Source document
Demons

We all have demons that keep us from writing. I’ve named mine, but I’m betting you know them.

First is Eggbert. He sits on your keyboard in a sleepy, warm little pile, his soft belly spreading over your keys. He’s pale pink and covered with white, silky hairs. His brown eyes have enormous, slow-blinking lids and his rat nose would be frightening if it weren’t for those baggy jowls. Eggbert says in his phlegmatic voice, “You’ve got nothing to write today anyway.” He gives you the most tantalizing yawn and rolls over. If you’re agreeable, he’ll let you scratch his tummy while he tells you of all of the comfy, lovely other things you could be doing. When he sees this isn’t working, he’ll pull out his secret weapon, “You know, if you (go for a walk, lie on the sofa, watch a little telly, take a hot bath, get out among the people) it might really loosen up those creative juices.”

Here’s what you do: Grab Eggbert’s mushy form up in one hand. Smack him on the behind and drop kick him into the corner. You likely won’t see him again ’til another day, as he tends to sleep where he falls.

Extracted material
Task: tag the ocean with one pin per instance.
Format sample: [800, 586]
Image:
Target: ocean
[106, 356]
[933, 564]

* * *

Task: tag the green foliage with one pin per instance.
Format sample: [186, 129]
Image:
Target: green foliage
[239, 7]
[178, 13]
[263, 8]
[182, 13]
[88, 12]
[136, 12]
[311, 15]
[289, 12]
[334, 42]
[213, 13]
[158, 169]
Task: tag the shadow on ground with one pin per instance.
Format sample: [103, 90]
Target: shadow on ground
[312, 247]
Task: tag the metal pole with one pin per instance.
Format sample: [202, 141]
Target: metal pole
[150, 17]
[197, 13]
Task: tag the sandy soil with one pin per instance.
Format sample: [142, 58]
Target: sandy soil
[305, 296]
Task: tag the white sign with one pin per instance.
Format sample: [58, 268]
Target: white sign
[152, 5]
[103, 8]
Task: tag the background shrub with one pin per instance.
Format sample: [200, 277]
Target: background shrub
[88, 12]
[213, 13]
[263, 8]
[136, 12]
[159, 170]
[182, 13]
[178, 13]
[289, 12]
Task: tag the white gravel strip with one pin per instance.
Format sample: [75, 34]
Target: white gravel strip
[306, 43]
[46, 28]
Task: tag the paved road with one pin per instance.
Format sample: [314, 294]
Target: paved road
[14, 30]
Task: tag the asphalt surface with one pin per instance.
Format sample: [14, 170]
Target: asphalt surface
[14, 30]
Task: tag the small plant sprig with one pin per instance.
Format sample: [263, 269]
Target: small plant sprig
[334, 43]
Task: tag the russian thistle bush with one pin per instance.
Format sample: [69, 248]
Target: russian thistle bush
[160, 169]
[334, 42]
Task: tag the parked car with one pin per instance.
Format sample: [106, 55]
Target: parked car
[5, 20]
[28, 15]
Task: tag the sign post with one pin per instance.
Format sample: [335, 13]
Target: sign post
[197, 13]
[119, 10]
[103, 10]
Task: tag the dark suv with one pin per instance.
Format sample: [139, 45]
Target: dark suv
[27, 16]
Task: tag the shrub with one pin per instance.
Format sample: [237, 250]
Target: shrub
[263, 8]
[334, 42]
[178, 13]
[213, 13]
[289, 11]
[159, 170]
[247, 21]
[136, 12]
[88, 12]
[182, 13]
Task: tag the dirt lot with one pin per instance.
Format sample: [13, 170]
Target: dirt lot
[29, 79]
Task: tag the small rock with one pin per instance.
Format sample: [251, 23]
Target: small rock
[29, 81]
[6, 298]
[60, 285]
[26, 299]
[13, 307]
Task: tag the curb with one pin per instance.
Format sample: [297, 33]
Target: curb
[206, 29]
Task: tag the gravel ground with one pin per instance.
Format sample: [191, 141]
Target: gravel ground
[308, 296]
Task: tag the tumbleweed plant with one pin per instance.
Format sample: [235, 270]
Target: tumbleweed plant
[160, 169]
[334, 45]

Prompt
Please list the activities Eggbert suggests in parentheses in the piece about writing demons as ways to loosen up creative juices.

Written response
- go for a walk
- lie on the sofa
- watch a little telly
- take a hot bath
- get out among the people